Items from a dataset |
-*-*-
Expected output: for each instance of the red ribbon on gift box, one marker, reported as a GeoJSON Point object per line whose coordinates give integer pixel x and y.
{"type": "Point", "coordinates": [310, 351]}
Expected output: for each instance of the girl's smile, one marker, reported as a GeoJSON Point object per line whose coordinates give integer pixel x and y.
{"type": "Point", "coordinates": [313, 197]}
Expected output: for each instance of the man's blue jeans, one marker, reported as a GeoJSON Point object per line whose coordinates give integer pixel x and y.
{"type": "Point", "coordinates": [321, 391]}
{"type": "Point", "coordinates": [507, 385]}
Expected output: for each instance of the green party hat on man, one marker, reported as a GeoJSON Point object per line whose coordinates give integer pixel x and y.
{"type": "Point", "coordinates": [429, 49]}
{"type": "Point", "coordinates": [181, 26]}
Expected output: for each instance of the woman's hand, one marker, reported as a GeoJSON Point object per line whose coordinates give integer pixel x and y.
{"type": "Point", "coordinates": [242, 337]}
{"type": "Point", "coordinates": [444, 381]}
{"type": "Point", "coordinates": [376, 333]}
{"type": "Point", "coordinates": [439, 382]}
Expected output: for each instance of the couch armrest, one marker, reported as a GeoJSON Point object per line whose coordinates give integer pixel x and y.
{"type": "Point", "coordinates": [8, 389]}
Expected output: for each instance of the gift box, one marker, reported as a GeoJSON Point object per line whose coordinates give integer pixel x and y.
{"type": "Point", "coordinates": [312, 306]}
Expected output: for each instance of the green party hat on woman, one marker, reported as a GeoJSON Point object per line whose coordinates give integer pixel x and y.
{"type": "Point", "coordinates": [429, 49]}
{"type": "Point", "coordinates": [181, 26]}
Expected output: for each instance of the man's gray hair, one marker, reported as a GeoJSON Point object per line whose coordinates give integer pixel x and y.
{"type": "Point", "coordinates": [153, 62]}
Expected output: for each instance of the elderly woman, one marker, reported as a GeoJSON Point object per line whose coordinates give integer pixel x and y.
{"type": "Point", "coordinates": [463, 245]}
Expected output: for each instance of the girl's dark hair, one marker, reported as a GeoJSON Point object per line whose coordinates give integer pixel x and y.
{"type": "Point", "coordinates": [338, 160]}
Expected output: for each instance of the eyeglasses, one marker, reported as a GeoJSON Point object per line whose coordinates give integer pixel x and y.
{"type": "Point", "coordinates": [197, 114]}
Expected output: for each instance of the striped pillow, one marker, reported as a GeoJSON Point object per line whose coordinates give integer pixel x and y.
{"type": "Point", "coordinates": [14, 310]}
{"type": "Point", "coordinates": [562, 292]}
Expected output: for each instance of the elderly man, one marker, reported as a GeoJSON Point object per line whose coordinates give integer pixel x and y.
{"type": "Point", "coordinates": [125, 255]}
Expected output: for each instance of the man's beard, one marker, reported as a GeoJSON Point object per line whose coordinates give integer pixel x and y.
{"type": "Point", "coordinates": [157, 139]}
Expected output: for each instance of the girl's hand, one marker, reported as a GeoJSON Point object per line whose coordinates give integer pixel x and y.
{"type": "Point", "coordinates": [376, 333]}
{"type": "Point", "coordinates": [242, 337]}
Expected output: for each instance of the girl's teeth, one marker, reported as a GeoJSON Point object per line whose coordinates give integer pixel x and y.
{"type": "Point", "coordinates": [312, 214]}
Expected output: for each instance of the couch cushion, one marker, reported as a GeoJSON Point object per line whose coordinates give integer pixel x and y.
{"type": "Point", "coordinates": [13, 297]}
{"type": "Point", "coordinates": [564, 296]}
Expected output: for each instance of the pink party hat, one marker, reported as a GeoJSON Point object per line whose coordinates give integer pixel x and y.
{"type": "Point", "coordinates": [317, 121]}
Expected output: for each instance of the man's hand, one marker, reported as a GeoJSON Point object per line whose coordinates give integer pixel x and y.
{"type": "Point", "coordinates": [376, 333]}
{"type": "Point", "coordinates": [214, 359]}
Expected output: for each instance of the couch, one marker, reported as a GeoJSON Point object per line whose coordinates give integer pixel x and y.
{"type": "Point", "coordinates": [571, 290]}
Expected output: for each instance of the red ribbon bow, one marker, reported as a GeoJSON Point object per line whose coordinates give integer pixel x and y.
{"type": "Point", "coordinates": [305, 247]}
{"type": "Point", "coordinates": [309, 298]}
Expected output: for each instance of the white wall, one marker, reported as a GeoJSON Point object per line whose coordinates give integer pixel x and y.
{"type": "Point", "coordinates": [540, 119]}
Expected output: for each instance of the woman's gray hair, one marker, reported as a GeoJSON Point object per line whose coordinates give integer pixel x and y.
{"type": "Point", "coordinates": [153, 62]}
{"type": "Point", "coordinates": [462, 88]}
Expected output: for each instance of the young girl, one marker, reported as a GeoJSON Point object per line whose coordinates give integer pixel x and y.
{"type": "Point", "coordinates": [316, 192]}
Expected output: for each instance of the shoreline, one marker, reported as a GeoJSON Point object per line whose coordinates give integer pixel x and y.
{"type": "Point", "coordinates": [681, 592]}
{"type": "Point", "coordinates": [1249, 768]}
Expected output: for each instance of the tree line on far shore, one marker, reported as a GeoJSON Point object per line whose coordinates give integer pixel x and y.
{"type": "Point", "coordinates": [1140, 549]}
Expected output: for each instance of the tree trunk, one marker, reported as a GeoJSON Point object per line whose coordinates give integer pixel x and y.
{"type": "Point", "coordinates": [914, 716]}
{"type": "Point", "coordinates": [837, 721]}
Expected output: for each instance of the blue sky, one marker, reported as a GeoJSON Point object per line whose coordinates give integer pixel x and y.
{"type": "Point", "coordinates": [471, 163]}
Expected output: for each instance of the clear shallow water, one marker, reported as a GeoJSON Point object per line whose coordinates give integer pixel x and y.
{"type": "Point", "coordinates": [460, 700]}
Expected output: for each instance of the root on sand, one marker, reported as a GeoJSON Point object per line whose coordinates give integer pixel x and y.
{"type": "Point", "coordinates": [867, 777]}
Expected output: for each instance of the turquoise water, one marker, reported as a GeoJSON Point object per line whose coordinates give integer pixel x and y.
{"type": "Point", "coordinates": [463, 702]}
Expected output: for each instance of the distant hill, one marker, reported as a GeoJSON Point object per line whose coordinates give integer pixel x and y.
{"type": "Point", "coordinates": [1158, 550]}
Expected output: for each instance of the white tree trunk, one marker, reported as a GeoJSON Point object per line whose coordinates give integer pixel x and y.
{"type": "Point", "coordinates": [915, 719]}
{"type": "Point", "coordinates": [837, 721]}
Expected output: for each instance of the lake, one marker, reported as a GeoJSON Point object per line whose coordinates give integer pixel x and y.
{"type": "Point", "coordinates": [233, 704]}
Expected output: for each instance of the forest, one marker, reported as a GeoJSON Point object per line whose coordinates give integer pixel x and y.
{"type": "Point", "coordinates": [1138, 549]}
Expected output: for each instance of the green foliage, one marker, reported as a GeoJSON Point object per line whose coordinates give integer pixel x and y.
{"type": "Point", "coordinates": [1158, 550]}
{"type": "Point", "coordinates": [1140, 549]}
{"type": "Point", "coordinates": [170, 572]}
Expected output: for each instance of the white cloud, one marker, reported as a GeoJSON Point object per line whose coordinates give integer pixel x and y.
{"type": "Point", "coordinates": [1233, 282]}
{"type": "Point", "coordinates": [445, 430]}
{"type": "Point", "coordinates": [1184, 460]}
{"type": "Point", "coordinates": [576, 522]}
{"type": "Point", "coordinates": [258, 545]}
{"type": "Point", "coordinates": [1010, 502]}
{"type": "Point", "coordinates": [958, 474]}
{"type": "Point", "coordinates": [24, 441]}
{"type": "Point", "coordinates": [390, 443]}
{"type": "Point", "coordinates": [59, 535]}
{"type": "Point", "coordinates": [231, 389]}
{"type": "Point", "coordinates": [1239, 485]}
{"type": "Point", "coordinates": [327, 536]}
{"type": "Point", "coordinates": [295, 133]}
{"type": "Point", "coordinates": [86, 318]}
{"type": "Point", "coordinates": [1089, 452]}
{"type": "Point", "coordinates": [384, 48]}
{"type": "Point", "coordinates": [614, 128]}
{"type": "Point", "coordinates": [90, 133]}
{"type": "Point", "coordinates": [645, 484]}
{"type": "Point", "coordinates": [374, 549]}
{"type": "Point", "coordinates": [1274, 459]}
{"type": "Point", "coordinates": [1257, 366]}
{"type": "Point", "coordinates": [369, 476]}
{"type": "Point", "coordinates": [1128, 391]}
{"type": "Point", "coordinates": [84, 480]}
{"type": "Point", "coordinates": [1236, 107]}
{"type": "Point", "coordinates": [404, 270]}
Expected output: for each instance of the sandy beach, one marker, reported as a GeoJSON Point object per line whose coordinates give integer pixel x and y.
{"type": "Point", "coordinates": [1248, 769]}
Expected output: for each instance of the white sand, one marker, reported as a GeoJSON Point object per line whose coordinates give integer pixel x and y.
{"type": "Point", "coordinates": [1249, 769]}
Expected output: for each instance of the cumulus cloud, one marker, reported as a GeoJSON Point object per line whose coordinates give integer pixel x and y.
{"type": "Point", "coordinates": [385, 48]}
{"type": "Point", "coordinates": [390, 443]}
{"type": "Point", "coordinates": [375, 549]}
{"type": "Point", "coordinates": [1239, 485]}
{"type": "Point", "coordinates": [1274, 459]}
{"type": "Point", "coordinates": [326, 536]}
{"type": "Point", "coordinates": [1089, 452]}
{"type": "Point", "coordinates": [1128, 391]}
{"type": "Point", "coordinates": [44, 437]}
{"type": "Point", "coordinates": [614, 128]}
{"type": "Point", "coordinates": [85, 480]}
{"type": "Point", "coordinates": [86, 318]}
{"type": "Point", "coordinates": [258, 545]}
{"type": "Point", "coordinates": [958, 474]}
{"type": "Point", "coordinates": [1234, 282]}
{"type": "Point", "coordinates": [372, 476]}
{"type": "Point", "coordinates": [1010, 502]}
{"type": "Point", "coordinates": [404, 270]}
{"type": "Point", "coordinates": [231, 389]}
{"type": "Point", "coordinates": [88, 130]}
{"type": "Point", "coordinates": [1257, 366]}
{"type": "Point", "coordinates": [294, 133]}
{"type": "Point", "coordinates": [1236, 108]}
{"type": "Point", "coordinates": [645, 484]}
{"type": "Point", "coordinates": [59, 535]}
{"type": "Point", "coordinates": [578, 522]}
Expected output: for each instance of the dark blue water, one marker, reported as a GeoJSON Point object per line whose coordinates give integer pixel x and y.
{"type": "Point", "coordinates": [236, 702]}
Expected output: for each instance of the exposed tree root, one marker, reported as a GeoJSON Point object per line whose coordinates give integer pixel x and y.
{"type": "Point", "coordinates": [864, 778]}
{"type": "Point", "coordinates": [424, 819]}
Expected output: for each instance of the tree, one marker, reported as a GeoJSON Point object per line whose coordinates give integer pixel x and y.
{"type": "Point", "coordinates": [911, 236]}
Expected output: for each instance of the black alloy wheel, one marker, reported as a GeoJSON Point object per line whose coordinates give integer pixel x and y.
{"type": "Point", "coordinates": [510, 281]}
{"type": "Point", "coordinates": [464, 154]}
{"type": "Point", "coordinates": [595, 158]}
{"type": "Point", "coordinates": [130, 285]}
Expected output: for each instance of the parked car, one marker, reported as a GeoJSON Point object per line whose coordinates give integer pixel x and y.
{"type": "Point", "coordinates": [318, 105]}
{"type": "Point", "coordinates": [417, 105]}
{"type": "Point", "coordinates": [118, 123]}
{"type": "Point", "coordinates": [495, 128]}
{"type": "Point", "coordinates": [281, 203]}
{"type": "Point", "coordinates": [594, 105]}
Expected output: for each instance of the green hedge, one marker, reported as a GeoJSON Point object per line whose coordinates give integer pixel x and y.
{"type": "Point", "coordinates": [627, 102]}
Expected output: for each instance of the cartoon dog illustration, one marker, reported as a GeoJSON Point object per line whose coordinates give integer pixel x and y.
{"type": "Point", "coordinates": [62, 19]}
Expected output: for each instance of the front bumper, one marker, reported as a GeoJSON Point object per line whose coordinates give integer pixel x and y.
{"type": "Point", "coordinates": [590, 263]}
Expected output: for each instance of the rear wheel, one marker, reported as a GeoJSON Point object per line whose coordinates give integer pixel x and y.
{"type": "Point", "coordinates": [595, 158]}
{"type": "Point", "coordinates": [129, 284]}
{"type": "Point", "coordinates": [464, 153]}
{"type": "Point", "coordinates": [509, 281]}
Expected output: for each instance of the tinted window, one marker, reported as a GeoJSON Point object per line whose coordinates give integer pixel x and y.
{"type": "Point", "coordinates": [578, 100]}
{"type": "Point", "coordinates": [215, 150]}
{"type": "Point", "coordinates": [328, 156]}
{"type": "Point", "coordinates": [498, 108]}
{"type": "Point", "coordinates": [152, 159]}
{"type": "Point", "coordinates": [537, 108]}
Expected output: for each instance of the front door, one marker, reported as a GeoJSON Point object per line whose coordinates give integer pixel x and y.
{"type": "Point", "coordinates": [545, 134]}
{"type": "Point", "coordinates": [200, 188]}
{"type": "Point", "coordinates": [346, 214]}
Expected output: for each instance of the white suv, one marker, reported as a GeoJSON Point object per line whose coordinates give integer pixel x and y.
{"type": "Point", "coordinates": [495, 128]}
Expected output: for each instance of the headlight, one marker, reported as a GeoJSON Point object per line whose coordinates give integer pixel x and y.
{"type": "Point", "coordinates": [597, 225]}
-*-*-
Work request | Transcribe exactly, starting at the line with "Expected output: for each instance of the front door, one" and continuing through the last line of the data above; leave out all earlier lines.

Task output |
Expected output: for each instance of the front door, one marker, reported as a GeoJSON Point object per line whose coordinates give integer pixel x and y.
{"type": "Point", "coordinates": [545, 134]}
{"type": "Point", "coordinates": [200, 188]}
{"type": "Point", "coordinates": [346, 214]}
Expected output: for each instance of the white suv, one marker, reported as a GeoJSON Point object per line whose coordinates give integer pixel x and y.
{"type": "Point", "coordinates": [495, 128]}
Expected output: for each instance of the headlight, one marker, reported as a GeoJSON Point object per line whose coordinates give integer pixel x and y.
{"type": "Point", "coordinates": [597, 225]}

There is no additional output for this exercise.